Rwanda is on track to achieve universal access to primary school education by 2015. However, disparities in education access between urban and rural populations and among income quintiles are apparent. To address these challenges, equity, inclusion and early learning and development are pillars of the education component of the UNDAP. EDPRS 2 highlights the need to ensure that those graduating from education institutions are equipped with the relevant skills and attitudes required for Rwanda’s current and future labour market, economic and social demands. Under the Productivity and Youth Employment pillar of EDPRS 2, the first priority deals with developing critical skills and attitudes among the youth, calling for ‘a careful review of the school curriculum to ensure that the key transferable soft skills that employers need are being provided to all secondary graduates’ (EDPRS II).

The UN programme focuses on building the national capacity for education policy, curriculum development and enhancement of education sector capacities to deliver inclusive quality basic education, including sexuality education. It supports the alignment of quality curricula with teacher training, classroom practices, quality assurance and learning assessments as well as further development of instructor capacities in teaching methodology and promotion of reading.
---*---
*WHAT TO WORK ON*
In the passage on education in Rwanda, what does the first priority under the Productivity and Youth Employment pillar of EDPRS 2 deal with? The records have no role in this exercise.
---*---
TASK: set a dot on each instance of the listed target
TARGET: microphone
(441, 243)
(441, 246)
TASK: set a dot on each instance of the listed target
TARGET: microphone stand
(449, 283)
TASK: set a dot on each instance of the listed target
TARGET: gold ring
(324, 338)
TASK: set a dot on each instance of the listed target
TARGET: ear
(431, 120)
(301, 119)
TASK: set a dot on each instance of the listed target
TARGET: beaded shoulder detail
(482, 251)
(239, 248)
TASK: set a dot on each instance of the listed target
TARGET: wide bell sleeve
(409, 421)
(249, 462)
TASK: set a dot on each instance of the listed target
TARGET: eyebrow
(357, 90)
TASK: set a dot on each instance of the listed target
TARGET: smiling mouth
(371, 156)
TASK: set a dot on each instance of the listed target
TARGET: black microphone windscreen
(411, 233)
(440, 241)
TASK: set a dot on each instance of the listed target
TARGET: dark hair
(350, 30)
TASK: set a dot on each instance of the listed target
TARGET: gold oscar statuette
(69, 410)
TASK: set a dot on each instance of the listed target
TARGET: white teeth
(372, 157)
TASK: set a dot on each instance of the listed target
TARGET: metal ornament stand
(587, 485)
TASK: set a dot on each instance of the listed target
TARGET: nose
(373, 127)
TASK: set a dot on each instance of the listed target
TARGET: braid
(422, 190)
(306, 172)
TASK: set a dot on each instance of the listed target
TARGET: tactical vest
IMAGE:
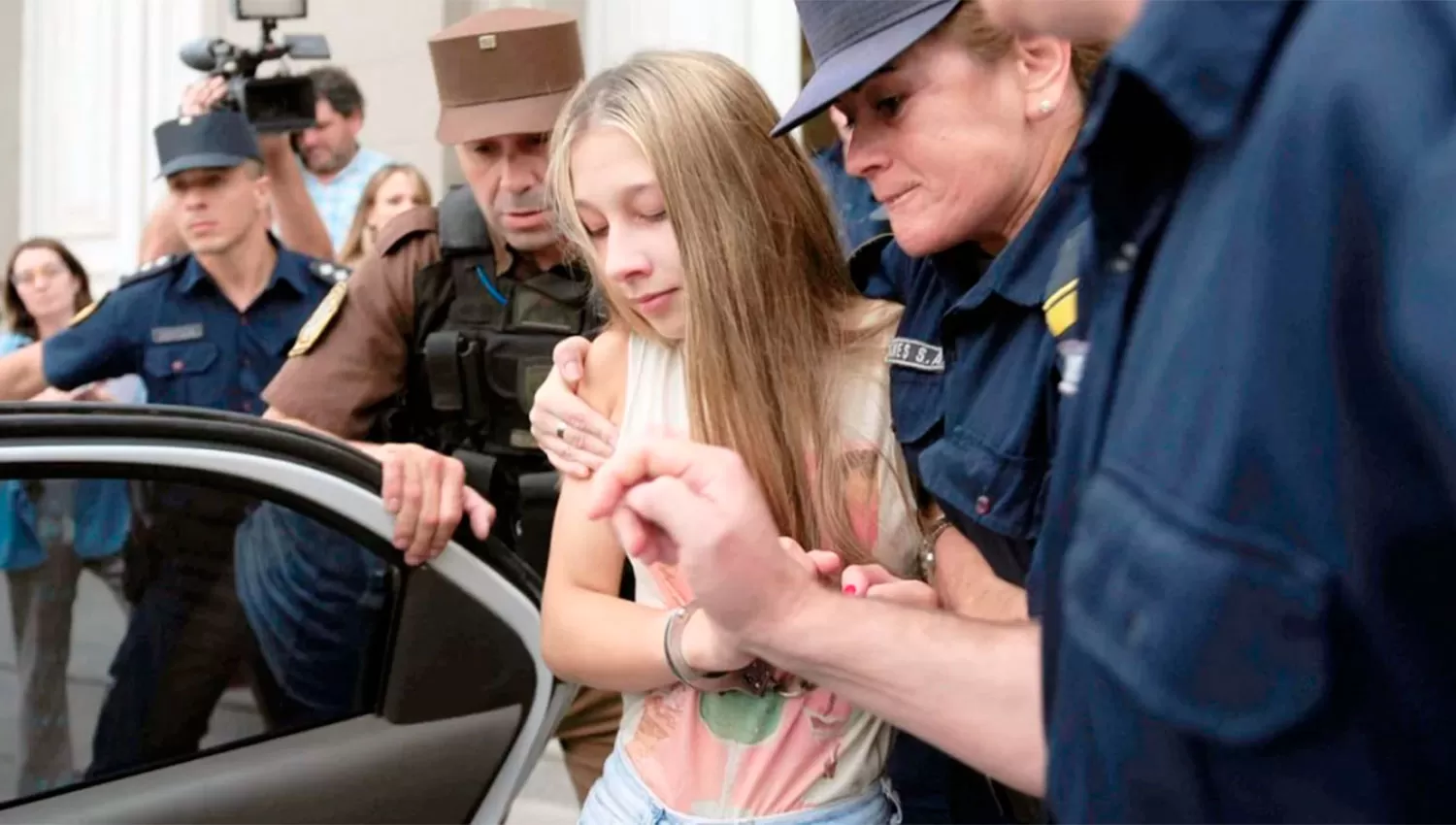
(482, 343)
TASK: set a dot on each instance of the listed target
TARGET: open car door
(277, 664)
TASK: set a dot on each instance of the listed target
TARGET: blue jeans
(620, 798)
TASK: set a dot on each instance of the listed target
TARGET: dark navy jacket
(973, 393)
(973, 376)
(171, 325)
(1248, 559)
(852, 198)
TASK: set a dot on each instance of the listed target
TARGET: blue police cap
(215, 140)
(852, 40)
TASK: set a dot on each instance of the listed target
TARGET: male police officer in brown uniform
(437, 344)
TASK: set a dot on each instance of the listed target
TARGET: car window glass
(149, 621)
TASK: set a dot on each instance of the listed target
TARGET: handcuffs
(757, 678)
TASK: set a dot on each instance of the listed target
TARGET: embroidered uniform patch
(84, 314)
(319, 322)
(916, 355)
(177, 334)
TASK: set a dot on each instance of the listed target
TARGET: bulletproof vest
(1059, 306)
(483, 340)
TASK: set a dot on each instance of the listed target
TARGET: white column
(96, 76)
(762, 35)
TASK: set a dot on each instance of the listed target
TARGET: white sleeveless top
(733, 755)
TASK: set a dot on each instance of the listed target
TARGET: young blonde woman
(392, 191)
(51, 530)
(733, 317)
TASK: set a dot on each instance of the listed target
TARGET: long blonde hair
(772, 322)
(354, 250)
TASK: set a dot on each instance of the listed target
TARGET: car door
(323, 681)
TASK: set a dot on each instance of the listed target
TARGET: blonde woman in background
(51, 530)
(393, 189)
(733, 317)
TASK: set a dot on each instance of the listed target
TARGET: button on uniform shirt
(973, 395)
(340, 198)
(1248, 559)
(172, 326)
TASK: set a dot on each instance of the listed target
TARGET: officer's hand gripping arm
(576, 438)
(22, 375)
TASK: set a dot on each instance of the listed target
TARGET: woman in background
(748, 334)
(52, 528)
(393, 189)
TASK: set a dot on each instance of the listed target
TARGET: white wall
(93, 81)
(96, 76)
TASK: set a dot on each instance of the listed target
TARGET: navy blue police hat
(215, 140)
(852, 40)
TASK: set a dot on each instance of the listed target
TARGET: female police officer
(961, 130)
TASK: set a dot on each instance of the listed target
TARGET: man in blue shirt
(1242, 579)
(206, 329)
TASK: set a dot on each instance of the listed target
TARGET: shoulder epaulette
(865, 259)
(328, 271)
(405, 226)
(1060, 305)
(151, 270)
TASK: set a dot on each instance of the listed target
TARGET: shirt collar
(1205, 58)
(1018, 273)
(288, 270)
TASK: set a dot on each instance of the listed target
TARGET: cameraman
(337, 168)
(294, 215)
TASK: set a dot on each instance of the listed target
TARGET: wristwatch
(926, 560)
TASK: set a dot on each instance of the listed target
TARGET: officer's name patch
(916, 355)
(84, 314)
(319, 320)
(177, 334)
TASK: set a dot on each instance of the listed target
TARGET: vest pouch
(550, 305)
(515, 366)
---*---
*FULL OUTPUT*
Developing critical skills and attitudes among the youth.